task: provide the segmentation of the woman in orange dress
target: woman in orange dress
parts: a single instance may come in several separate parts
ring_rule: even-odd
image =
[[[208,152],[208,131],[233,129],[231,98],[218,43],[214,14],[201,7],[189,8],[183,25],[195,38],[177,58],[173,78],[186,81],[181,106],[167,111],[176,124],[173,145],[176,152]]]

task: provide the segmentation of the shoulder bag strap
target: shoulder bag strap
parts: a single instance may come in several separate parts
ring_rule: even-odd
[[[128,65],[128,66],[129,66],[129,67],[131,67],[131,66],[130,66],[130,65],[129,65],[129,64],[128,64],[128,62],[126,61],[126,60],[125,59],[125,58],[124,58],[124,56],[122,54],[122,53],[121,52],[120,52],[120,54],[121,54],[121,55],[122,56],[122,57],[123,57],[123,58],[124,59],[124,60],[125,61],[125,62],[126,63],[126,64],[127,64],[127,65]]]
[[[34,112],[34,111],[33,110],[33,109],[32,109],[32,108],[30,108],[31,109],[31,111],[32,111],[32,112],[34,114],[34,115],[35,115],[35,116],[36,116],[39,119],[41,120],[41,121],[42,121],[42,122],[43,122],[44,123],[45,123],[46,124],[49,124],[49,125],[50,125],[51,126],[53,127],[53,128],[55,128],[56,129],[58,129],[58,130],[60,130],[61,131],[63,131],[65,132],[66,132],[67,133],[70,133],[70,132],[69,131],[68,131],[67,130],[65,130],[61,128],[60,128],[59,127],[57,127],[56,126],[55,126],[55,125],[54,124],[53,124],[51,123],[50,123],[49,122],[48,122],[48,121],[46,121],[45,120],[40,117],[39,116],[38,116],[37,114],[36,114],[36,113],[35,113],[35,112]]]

- **Description of the task**
Change "shoulder bag strap" to "handbag strap" wherever it appears in the lines above, and write all the lines out again with nothing else altered.

- **Full answer**
task: provide the segmentation of the woman in orange dress
target: woman in orange dress
parts: a single instance may come in several separate parts
ring_rule: even-odd
image =
[[[208,152],[208,131],[233,129],[231,98],[218,43],[214,14],[201,7],[189,8],[183,25],[195,38],[177,58],[173,78],[186,81],[181,106],[167,111],[176,124],[173,145],[176,152]]]

task: provide the segmentation of the handbag strap
target: handbag strap
parts: a single instance may come in several separate parts
ring_rule: even-odd
[[[128,65],[128,66],[129,66],[129,67],[131,67],[131,66],[130,66],[130,65],[129,65],[129,64],[128,64],[128,62],[126,61],[126,60],[125,59],[125,58],[124,58],[124,56],[122,54],[122,53],[121,52],[120,52],[120,54],[121,54],[121,55],[122,56],[122,57],[123,57],[123,58],[124,59],[124,60],[125,61],[125,62],[126,63],[126,64],[127,64],[127,65]]]
[[[34,112],[34,111],[33,110],[33,109],[32,109],[32,108],[30,108],[31,109],[31,111],[32,111],[32,112],[34,114],[34,115],[35,115],[35,116],[36,116],[39,119],[41,120],[41,121],[42,121],[42,122],[43,122],[44,123],[45,123],[46,124],[49,124],[49,125],[50,125],[51,126],[53,127],[53,128],[55,128],[56,129],[58,129],[58,130],[60,130],[61,131],[63,131],[65,132],[66,132],[67,133],[70,133],[70,132],[69,131],[68,131],[67,130],[65,130],[61,128],[60,128],[59,127],[57,127],[56,126],[55,126],[55,125],[54,124],[53,124],[51,123],[50,123],[49,122],[48,122],[48,121],[46,121],[45,120],[40,117],[39,116],[38,116],[37,114],[36,114],[36,113],[35,113],[35,112]]]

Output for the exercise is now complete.